§ Stated problem: Give every line of the items below as a Markdown table with two columns, Row and Line. Number the rows in order and leave out blank lines.

§ Supplied material:

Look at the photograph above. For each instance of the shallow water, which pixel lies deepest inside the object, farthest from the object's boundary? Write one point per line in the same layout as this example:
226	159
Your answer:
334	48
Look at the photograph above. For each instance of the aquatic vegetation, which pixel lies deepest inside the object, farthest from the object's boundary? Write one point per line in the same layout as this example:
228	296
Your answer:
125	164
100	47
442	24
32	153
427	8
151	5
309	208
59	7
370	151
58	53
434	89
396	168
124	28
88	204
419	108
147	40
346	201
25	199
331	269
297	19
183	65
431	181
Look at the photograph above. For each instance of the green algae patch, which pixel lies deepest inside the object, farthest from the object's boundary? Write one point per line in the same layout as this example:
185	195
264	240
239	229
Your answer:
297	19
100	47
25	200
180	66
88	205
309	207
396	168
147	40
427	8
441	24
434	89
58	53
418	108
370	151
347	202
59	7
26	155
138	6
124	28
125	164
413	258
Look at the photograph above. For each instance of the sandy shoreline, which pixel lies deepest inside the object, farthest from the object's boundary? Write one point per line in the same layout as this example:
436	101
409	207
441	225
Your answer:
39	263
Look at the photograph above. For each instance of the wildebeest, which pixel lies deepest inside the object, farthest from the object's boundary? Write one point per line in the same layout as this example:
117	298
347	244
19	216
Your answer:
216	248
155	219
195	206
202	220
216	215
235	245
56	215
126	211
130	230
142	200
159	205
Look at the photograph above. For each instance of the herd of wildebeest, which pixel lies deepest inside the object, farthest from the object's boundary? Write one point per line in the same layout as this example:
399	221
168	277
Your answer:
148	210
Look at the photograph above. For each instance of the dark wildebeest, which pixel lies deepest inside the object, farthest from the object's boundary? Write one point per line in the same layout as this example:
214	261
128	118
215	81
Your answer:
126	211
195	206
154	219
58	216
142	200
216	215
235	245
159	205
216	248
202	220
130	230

§ Expected output:
| Row | Line |
|---|---|
| 1 | Look at the photograph above. For each instance of the shallow water, which pixel lies deepest inside the object, farthest from the object's boundary? Write one point per line in the same layout as this example: |
| 2 | 226	159 |
| 3 | Your answer: |
| 4 | 334	48 |
| 5 | Look at the photograph above. For each instance of the aquatic vegetation, which pixel lies deepest inside the object, farthest from the object's boundary? Write one point per line in the same layout as this example: |
| 6 | 228	296 |
| 7 | Your answer: |
| 8 | 125	164 |
| 9 | 100	47 |
| 10 | 442	24 |
| 11 | 32	153 |
| 12 | 427	8 |
| 13 | 151	5 |
| 14 | 309	208 |
| 15 | 59	7 |
| 16 | 370	151 |
| 17 | 58	53 |
| 18 | 434	89 |
| 19 | 396	168 |
| 20 | 124	28 |
| 21 | 88	204 |
| 22 | 419	108 |
| 23 | 147	40 |
| 24 | 346	201 |
| 25 | 25	199 |
| 26 | 331	269 |
| 27 | 297	19 |
| 28 | 183	65 |
| 29 | 431	181 |
| 30 | Look at the photograph above. For each instance of the green algae patch, which pixel lies deepest inside the object, farthest from the object's boundary? Write one point per line in the same layout as this example: |
| 31 | 185	195 |
| 32 | 264	240 |
| 33 | 239	229 |
| 34 | Your answer: |
| 35 | 297	19 |
| 36 | 100	47 |
| 37 | 25	200 |
| 38 | 180	66 |
| 39 | 88	205 |
| 40 | 309	207 |
| 41 | 396	168 |
| 42 | 147	40 |
| 43 | 427	8 |
| 44 | 441	24 |
| 45 | 434	89 |
| 46 | 58	53 |
| 47 | 418	108 |
| 48 | 370	151 |
| 49 | 347	202 |
| 50 | 59	7 |
| 51 | 26	155 |
| 52 | 138	6 |
| 53 | 124	28 |
| 54 | 125	164 |
| 55 | 413	258 |
| 56 | Look at the photograph above. For each instance of the sandy shoreline, which pixel lies deepest inside the object, farthest from the object's boundary? Write one point per line in the same layout as this example: |
| 57 | 436	101 |
| 58 | 409	207 |
| 59 | 441	225 |
| 60 | Your answer: |
| 61 | 39	263 |
| 62 | Look at the photograph above. For each instance of the wildebeest, which pixel lies deepest inside the object, farthest from the object's boundary? Write one point per line in the same layout as this example: |
| 63 | 117	298 |
| 64 | 347	244 |
| 65 | 19	216 |
| 66 | Your answer: |
| 67 | 216	248 |
| 68 | 155	219 |
| 69 | 195	206 |
| 70 | 202	220 |
| 71 | 216	215 |
| 72 | 235	245 |
| 73 | 56	215 |
| 74 | 126	211 |
| 75 | 130	230 |
| 76 | 142	200 |
| 77 | 159	205 |
| 78 | Look at the photograph above. For each instance of the herd of wildebeest, which pixel lies deepest inside the object, farthest from the object's boundary? Write one point per line in the same layout as this example: |
| 79 | 399	221 |
| 80 | 168	277 |
| 81 | Your answer: |
| 82 | 148	210 |
| 83 | Look at the photograph above. For each instance of the dark wildebeest, which pixel lies deepest inside the object, farthest from the object's boundary? Write one point per line in the same layout as this example: |
| 84 | 214	261 |
| 85 | 128	118 |
| 86 | 215	81 |
| 87 | Your answer: |
| 88 | 126	211 |
| 89 | 195	206 |
| 90 | 154	219 |
| 91 | 58	216 |
| 92 | 142	200 |
| 93 | 216	215 |
| 94 | 235	245 |
| 95 | 159	205 |
| 96 | 216	248 |
| 97 | 202	220 |
| 98 | 130	230 |